** Begin SELECTION **

Revert "[SPARK-9372] [SQL] Filter nulls in join keys"

This reverts commit 687c8c37150f4c93f8e57d86bb56321a4891286b.
author: Reynold Xin <rxin@databricks.com> 2015-08-03 14:51:15 -0700
committer: Reynold Xin <rxin@databricks.com> 2015-08-03 14:51:15 -0700
commit: b2e4b85d2db0320e9cbfaf5a5542f749f1f11cf4 (patch)
tree: c5e35835c2271a70e0a0475c218244ff54f3c0c4 /sql/catalyst
parent: 702aa9d7fb16c98a50e046edfd76b8a7861d0391 (diff)
download: spark-b2e4b85d2db0320e9cbfaf5a5542f749f1f11cf4.tar.gz
spark-b2e4b85d2db0320e9cbfaf5a5542f749f1f11cf4.tar.bz2
spark-b2e4b85d2db0320e9cbfaf5a5542f749f1f11cf4.zip
6 files changed, 35 insertions, 165 deletions
diff --git a/sql/catalyst/src/main/scala/org/apache/spark/sql/catalyst/expressions/nullFunctions.scala b/sql/catalyst/src/main/scala/org/apache/spark/sql/catalyst/expressions/nullFunctions.scala
index d58c475693..287718fab7 100644
--- a/sql/catalyst/src/main/scala/org/apache/spark/sql/catalyst/expressions/nullFunctions.scala
+++ b/sql/catalyst/src/main/scala/org/apache/spark/sql/catalyst/expressions/nullFunctions.scala
@@ -210,58 +210,14 @@ case class IsNotNull(child: Expression) extends UnaryExpression with Predicate {
   }
 }
 
-/**
- * A predicate that is evaluated to be true if there are at least `n` null values.
- */
-case class AtLeastNNulls(n: Int, children: Seq[Expression]) extends Predicate {
-  override def nullable: Boolean = false
-  override def foldable: Boolean = children.forall(_.foldable)
-  override def toString: String = s"AtLeastNNulls($n, ${children.mkString(",")})"

** End SELECTION **
** Begin LISTING **

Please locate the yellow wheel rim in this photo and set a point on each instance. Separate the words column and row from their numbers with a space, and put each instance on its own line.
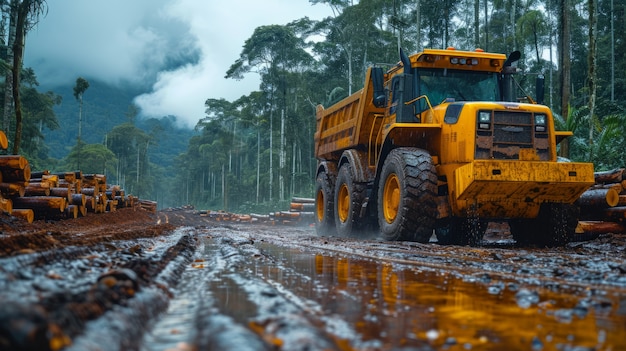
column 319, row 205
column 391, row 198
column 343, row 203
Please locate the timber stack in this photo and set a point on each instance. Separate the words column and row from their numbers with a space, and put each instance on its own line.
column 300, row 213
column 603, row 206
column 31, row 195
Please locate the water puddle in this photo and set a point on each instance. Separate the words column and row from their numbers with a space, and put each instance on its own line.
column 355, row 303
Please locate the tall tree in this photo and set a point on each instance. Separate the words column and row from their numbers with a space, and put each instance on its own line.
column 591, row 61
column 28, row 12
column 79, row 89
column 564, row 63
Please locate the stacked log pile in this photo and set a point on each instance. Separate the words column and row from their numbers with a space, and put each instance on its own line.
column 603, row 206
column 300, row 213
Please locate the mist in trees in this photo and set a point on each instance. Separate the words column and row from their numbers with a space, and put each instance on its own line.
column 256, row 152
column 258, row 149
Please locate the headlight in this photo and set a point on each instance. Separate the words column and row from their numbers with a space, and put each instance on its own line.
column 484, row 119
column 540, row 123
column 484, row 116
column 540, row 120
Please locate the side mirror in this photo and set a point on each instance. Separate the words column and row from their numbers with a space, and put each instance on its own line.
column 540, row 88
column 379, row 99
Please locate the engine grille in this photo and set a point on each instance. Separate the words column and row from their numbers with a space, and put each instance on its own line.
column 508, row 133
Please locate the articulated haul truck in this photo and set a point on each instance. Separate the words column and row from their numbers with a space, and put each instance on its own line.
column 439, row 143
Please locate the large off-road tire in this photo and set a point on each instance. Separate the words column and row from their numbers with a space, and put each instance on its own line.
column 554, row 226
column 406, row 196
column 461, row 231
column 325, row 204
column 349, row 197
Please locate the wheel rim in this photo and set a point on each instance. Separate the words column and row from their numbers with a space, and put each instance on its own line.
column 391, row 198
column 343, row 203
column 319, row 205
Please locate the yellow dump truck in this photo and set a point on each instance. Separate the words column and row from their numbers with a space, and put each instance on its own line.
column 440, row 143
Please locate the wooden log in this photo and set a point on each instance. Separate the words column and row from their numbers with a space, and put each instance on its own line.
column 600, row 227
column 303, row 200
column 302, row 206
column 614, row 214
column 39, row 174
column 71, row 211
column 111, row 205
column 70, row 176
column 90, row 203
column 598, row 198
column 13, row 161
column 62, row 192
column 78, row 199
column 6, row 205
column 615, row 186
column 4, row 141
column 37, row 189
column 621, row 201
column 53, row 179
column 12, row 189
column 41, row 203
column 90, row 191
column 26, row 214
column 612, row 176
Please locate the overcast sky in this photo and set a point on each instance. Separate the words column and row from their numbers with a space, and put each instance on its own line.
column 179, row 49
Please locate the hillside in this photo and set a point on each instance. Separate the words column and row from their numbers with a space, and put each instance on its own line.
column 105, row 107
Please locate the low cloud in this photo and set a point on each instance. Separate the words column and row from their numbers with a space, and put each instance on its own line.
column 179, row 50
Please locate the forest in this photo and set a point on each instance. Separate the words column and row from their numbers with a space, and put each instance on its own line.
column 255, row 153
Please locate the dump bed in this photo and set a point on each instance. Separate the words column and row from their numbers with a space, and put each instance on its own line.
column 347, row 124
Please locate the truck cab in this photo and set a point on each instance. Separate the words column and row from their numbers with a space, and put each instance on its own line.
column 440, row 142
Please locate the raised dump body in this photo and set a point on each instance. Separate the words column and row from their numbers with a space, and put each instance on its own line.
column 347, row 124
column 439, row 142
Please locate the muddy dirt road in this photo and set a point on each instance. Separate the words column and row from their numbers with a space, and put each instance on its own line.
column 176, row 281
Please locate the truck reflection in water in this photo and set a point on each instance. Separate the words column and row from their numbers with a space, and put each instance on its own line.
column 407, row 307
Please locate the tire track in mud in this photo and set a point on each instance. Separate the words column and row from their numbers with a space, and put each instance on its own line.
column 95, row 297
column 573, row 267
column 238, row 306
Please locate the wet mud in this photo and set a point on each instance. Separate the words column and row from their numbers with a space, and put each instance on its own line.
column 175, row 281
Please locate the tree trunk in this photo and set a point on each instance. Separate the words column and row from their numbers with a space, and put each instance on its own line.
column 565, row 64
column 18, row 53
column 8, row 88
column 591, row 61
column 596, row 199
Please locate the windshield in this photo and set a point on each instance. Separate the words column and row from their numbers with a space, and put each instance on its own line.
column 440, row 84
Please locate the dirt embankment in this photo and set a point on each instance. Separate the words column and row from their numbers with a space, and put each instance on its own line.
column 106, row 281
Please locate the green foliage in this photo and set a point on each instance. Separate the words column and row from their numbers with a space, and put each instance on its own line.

** End LISTING **
** Begin LISTING **

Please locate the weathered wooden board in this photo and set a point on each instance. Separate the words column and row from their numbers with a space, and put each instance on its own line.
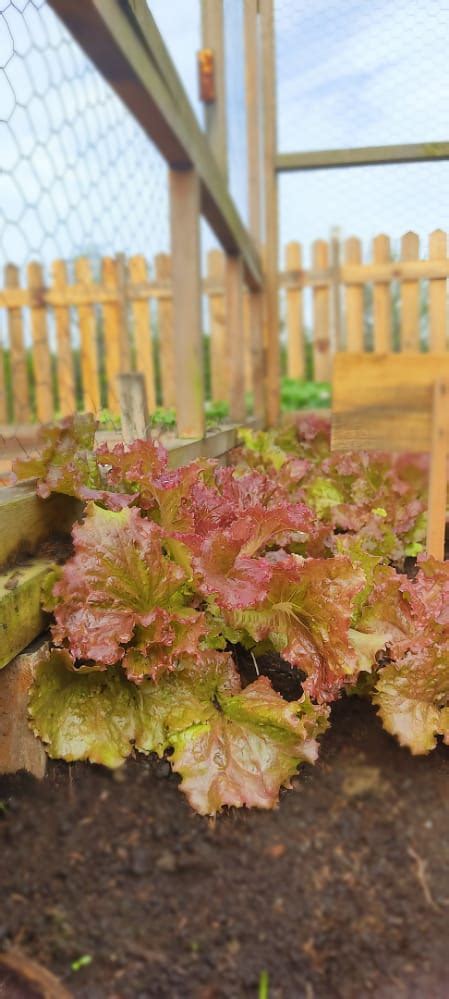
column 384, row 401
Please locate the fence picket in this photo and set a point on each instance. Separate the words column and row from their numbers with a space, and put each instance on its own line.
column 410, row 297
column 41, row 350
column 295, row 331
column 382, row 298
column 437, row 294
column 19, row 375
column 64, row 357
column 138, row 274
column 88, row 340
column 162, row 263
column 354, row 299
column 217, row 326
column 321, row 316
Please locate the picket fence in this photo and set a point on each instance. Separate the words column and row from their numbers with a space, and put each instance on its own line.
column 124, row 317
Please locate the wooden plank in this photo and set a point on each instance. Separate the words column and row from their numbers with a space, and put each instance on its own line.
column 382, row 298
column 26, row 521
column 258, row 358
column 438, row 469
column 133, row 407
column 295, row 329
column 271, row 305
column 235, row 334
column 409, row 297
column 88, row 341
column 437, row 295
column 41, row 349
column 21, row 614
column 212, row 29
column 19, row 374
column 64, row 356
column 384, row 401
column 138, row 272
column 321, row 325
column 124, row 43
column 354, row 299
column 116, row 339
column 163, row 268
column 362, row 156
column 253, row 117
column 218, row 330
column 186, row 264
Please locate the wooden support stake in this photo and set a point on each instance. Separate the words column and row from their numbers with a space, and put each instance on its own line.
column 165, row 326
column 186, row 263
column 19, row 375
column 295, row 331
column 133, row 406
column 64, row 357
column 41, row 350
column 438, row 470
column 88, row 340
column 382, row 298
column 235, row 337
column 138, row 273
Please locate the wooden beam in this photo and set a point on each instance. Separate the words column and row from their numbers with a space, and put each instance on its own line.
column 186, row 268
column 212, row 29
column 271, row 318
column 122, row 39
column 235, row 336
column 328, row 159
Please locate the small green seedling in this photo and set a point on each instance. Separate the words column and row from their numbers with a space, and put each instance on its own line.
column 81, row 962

** End LISTING **
** Begin LISTING **

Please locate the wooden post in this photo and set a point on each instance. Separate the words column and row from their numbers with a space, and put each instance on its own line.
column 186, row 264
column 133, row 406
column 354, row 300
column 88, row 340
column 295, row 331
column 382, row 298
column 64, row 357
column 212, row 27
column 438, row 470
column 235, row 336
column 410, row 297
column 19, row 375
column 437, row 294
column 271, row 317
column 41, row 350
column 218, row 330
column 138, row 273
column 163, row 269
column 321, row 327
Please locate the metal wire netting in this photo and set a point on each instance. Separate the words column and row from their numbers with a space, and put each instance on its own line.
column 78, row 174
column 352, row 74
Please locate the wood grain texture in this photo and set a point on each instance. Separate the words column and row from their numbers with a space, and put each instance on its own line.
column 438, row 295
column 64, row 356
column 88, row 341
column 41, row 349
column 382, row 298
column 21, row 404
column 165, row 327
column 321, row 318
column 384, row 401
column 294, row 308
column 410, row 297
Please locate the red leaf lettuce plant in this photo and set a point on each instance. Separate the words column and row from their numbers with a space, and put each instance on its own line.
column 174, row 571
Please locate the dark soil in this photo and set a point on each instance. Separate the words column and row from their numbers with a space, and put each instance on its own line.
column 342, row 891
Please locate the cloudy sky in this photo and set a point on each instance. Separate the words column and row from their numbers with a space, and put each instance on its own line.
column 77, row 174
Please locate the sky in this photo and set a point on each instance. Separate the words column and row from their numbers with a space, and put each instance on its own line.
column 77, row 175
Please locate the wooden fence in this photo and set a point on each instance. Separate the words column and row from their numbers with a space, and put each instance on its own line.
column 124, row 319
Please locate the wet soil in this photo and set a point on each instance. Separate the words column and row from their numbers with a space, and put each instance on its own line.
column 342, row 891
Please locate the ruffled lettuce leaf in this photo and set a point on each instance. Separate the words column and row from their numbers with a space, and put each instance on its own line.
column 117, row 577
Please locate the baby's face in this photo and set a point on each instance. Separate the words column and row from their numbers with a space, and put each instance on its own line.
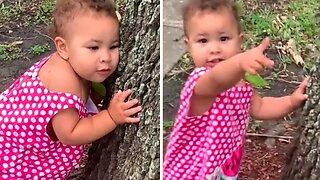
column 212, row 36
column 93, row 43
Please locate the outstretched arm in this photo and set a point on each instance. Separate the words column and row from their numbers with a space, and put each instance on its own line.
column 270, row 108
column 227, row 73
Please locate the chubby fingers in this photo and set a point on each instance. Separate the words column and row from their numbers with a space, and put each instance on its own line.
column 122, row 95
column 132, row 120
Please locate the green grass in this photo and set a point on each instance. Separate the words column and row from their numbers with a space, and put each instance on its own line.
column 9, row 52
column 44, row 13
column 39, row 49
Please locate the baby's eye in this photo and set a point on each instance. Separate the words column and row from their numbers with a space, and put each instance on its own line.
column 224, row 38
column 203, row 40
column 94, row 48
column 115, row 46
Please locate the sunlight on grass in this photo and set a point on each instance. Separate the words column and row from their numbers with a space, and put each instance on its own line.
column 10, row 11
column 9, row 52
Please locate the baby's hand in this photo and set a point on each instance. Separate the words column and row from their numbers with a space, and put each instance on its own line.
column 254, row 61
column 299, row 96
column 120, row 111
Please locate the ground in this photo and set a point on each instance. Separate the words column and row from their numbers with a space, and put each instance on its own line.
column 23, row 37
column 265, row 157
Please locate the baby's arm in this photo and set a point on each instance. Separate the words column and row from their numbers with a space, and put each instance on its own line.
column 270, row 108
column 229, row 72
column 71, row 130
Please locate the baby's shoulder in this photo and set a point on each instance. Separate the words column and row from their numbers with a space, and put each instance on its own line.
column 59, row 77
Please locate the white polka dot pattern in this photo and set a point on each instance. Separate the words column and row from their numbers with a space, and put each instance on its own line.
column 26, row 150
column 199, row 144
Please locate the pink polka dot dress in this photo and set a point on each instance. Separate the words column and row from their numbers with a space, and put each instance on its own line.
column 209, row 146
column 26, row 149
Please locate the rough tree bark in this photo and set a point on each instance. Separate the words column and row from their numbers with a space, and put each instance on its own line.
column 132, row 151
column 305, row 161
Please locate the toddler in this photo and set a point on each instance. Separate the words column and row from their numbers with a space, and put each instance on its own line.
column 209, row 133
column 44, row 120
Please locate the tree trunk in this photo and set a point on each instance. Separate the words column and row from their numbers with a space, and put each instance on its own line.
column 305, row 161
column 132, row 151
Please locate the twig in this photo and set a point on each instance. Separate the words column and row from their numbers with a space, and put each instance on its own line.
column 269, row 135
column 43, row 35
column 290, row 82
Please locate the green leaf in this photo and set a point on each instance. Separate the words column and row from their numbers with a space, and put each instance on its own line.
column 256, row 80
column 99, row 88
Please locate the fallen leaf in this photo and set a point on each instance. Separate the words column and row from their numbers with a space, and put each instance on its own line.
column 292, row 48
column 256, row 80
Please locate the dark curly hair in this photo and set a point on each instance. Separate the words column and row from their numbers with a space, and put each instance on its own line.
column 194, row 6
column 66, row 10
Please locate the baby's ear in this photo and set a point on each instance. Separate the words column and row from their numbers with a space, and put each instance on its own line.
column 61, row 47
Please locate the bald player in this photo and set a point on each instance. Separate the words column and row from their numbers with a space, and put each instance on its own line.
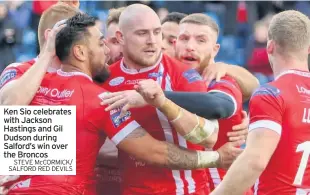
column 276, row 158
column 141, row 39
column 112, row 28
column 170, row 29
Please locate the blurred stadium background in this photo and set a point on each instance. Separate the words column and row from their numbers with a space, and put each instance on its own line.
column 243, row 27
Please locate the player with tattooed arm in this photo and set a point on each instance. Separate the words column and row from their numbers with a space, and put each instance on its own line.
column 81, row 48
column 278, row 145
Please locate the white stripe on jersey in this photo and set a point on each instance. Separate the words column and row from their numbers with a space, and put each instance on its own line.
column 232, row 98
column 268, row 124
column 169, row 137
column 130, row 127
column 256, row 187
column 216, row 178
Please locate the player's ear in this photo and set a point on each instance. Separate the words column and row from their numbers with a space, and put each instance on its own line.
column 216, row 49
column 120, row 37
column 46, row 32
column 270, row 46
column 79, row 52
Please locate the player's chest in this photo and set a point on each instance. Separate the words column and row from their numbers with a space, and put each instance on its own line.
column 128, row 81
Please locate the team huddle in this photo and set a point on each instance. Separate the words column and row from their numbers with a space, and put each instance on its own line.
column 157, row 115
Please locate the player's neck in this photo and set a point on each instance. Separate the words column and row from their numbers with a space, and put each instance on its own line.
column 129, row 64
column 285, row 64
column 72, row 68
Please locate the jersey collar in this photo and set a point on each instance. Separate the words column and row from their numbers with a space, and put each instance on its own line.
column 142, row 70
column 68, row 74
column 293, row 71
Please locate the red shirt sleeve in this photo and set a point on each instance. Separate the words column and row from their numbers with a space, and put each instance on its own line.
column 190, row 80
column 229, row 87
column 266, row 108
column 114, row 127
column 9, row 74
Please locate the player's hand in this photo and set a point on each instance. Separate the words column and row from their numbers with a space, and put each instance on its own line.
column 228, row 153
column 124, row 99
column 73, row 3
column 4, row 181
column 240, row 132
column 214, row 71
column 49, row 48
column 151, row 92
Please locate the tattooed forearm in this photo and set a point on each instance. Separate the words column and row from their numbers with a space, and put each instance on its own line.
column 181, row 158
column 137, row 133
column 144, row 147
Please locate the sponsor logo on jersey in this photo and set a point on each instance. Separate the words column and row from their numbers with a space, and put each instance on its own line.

** End LISTING **

AIM ▸
Reproduce the part of the commit page starting with "author: Reynold Xin" and going on through "parent: 702aa9d7fb16c98a50e046edfd76b8a7861d0391 (diff)".

EXPECTED OUTPUT ▸
author: Reynold Xin <rxin@databricks.com> 2015-08-03 14:51:15 -0700
committer: Reynold Xin <rxin@databricks.com> 2015-08-03 14:51:15 -0700
commit: b2e4b85d2db0320e9cbfaf5a5542f749f1f11cf4 (patch)
tree: c5e35835c2271a70e0a0475c218244ff54f3c0c4 /sql/catalyst
parent: 702aa9d7fb16c98a50e046edfd76b8a7861d0391 (diff)